Heralded as one of the greatest medical breakthroughs of modern times, why are proven-effective vaccines suddenly getting such a bad rap?

Dr. Scott Halperin, Nominated Principal Investigator, Canadian Immunization Research Network; Director, Canadian Center for Vaccinology; Professor, Pediatrics and Microbiology and Immunology, Faculty of Medicine, Dalhousie University

Dr. Scott Halperin has dedicated his career to inspiring confidence amongst Canadians that the most effective way to prevent the spread of infectious diseases continues to be through vaccination. By demonstrating the judicious testing that each vaccine undergoes before introduced into publicly funded immunization programs, Dr. Halperin is combating misinformation with fact, reassuring us that the decision to vaccinate ourselves, and our children, is a wise one.

From their inception in the early 1800s to the 1940s, when scientific advancements ushered in an era of robust public health programs in population disease control, vaccines have saved countless lives. Thanks to them, serious infectious diseases such as smallpox, whooping cough, mumps, and measles are either controlled or eradicated all together.

Today, robust national vaccination programs for infants, children, and adults are making a difference in the lives of Canadians, stemming the tide of once deadly infections. Recently, the Government of Canada announced its Vaccine Preventable Disease Reduction Targets by 2025, an ambitious program designed to continue Canadian efforts to reduce or eliminate infectious diseases.

Helping to realize this ambitious goal is Dr. Scott Halperin, head of the Canadian Immunization Research Network (CIRN), a national network that boasts more than 200 investigators working in 40 institutions across Canada. Dr. Halperin is leading efforts to assess vaccine safety and determine how well vaccines are working. The team at CIRN also evaluates the public’s response to vaccine programs, and examines strategies to address parents’ and clinicians' concerns about the efficacy and safety of vaccination. Combatting misinformation with fact, Dr. Halperin and his colleagues are helping Canadians decide how they will deal with the very real risk presented by infectious diseases and the protective value of vaccination.

Funding for CIRN from the Public Health Agency of Canada and the Canadian Institutes of Health Research provides the critical infrastructure that allows us to provide public health with information to make evidence based decisions and policy. CIHR funding ensures that the necessary expertise is available to provide a rapid research response to new or re-emerging infectious diseases.

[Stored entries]
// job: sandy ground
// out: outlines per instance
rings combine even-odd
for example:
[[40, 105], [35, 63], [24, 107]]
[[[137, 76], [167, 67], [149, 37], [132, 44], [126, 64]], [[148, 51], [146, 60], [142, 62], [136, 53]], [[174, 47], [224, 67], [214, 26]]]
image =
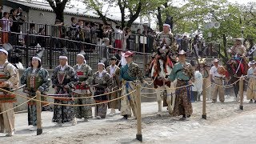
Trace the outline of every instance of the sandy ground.
[[[158, 117], [157, 102], [142, 104], [142, 143], [256, 143], [256, 103], [245, 99], [244, 110], [239, 103], [226, 98], [224, 103], [207, 101], [207, 120], [202, 119], [202, 102], [193, 103], [194, 114], [187, 121], [170, 117], [163, 108]], [[110, 113], [110, 111], [108, 111]], [[118, 113], [106, 119], [91, 119], [62, 127], [51, 122], [52, 112], [42, 112], [43, 134], [30, 131], [27, 114], [16, 114], [16, 133], [11, 138], [0, 134], [0, 143], [141, 143], [135, 140], [136, 120], [121, 119]]]

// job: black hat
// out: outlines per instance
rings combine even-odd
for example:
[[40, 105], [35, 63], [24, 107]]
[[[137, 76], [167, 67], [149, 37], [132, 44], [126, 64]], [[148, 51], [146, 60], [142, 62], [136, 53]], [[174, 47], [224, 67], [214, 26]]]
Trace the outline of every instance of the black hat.
[[38, 59], [39, 62], [41, 62], [41, 58], [42, 57], [44, 51], [45, 51], [44, 50], [40, 50], [35, 54], [35, 55], [32, 58], [32, 59], [35, 58], [35, 59]]
[[186, 55], [186, 52], [184, 51], [183, 50], [180, 50], [178, 53], [178, 55]]
[[172, 20], [173, 20], [172, 17], [167, 17], [163, 26], [167, 26], [171, 29], [173, 25]]
[[66, 47], [64, 47], [63, 50], [61, 51], [59, 58], [67, 59], [67, 50]]
[[194, 61], [194, 60], [191, 60], [190, 61], [190, 64], [191, 64], [192, 66], [195, 66], [197, 65], [197, 62], [195, 61]]
[[115, 56], [113, 56], [110, 60], [117, 60], [117, 58]]

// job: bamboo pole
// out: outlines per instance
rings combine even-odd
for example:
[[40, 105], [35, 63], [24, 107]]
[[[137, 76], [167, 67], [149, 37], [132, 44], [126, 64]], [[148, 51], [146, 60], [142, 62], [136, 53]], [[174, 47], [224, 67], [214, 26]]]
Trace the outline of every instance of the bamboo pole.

TO DO:
**a)** Rewrite the vaccine article between "Helping to realize" and "value of vaccination.", inclusive, replacing "investigators" with "researchers".
**b)** Using the vaccine article, decide whether each statement agrees with it: (i) CIRN includes more than 200 investigators working in 40 institutions across Canada; (ii) the Government of Canada's Vaccine Preventable Disease Reduction Targets are set for 2030; (iii) CIRN is funded only by the Canadian Institutes of Health Research. Answer yes or no for each and quote the deciding words.
You won't need the records for this.

WRITTEN RESPONSES:
**a)**
Helping to realize this ambitious goal is Dr. Scott Halperin, head of the Canadian Immunization Research Network (CIRN), a national network that boasts more than 200 researchers working in 40 institutions across Canada. Dr. Halperin is leading efforts to assess vaccine safety and determine how well vaccines are working. The team at CIRN also evaluates the public’s response to vaccine programs, and examines strategies to address parents’ and clinicians' concerns about the efficacy and safety of vaccination. Combatting misinformation with fact, Dr. Halperin and his colleagues are helping Canadians decide how they will deal with the very real risk presented by infectious diseases and the protective value of vaccination.

**b)**
(i) Yes: "a national network that boasts more than 200 investigators working in 40 institutions across Canada"
(ii) No: "Vaccine Preventable Disease Reduction Targets by 2025"
(iii) No: "Funding for CIRN from the Public Health Agency of Canada and the Canadian Institutes of Health Research"